◆ **TO-DO LIST**:
(a) Find every bracketed reference number in the passage on sampling and non-response error, and give each one with the term it directly follows.
(b) According to the passage on sampling and non-response error, why does sampling error occur?
(c) Please write out the text of the passage on sampling and non-response error between "This section comprises" and "next two sections.", inclusive.

◆ **DOCUMENT**:
--- Begin ---
Sampling error and non-response error

Sampling error is the difference between a population value and an estimate based on a sample, and is one of the components of total survey error. It is normal for a quality report on a sample survey to offer a caveat explaining that, in principle, many random samples could be drawn and each would give different results, due to the fact that each sample would be made up of different people, who would give different answers to the questions asked. The spread of these results is the sampling variability. However, sampling error occurs because estimates are based on a sample rather than a census. As we have previously demonstrated, Graduate Outcomes is a population scale survey[1] where the sample is identical with the sampling frame, and the sampling frame resembles the population of interest very closely. While we know that the quality and availability of contact details must affect the response rate we can achieve from the sample, to develop a comprehensive measure of quality is a complex exercise in the absence of a perfect and accessible descriptor of quality. We are however making significant improvements in our understanding of the various facets of quality, as described in the Sampling frame data based on HESA data collections section. We aspire to provide response rates not just as a proportion of the target population but also as a proportion of the contactable population. Therefore, the response rate achieved is itself our present best indicator of the quality of contact details. Hence, our analytical focus in this section is on the extent to which the achieved sample is representative of the population. We therefore focus on non-response error.

This section comprises two subsections, which cover the strategies HESA has followed to limit the practical effects of missing responses. In conducting a survey, one of the main types of non-sampling error that can arise is that resulting from non-response. Whilst a lower level of response causes a reduction in the precision of obtained estimates, the impact of response rates on bias is ambiguous[2]. The two types of error in this category are unit non-response[3] and item non-response[4]. We cover issues related to these in the next two sections.
--- End ---
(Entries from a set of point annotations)
--- Begin ---
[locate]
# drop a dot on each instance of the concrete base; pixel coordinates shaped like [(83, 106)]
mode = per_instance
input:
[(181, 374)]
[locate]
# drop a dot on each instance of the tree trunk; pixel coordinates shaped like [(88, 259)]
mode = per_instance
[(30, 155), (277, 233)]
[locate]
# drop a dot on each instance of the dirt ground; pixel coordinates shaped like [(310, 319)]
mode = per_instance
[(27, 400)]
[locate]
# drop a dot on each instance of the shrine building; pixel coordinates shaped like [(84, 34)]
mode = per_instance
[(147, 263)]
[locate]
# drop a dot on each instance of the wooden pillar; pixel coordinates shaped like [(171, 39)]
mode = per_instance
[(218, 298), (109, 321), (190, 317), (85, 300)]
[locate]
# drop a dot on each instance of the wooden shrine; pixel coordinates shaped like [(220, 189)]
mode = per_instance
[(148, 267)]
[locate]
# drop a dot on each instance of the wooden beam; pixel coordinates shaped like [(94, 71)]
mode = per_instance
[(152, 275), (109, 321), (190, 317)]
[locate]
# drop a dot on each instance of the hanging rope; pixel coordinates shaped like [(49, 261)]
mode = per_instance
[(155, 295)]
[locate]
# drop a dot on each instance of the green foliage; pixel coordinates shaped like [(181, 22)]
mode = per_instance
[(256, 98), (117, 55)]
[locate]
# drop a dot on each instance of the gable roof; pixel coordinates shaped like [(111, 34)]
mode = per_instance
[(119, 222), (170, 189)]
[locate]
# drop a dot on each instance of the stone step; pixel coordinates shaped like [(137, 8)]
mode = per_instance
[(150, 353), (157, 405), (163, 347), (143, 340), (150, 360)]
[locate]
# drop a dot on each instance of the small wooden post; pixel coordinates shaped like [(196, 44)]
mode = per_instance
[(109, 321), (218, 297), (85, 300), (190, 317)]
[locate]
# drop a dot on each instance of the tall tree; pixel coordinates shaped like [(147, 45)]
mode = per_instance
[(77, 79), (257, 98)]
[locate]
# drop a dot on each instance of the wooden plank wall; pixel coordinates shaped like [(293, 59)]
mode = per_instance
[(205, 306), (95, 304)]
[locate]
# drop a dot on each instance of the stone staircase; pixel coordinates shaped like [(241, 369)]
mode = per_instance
--- End ---
◆ **RESULTS FOR THE EXERCISE**:
(a)
[1]: population scale survey
[2]: ambiguous
[3]: unit non-response
[4]: item non-response

(b) It occurs because estimates are based on a sample rather than a census.

(c)
This section comprises two subsections, which cover the strategies HESA has followed to limit the practical effects of missing responses. In conducting a survey, one of the main types of non-sampling error that can arise is that resulting from non-response. Whilst a lower level of response causes a reduction in the precision of obtained estimates, the impact of response rates on bias is ambiguous[2]. The two types of error in this category are unit non-response[3] and item non-response[4]. We cover issues related to these in the next two sections.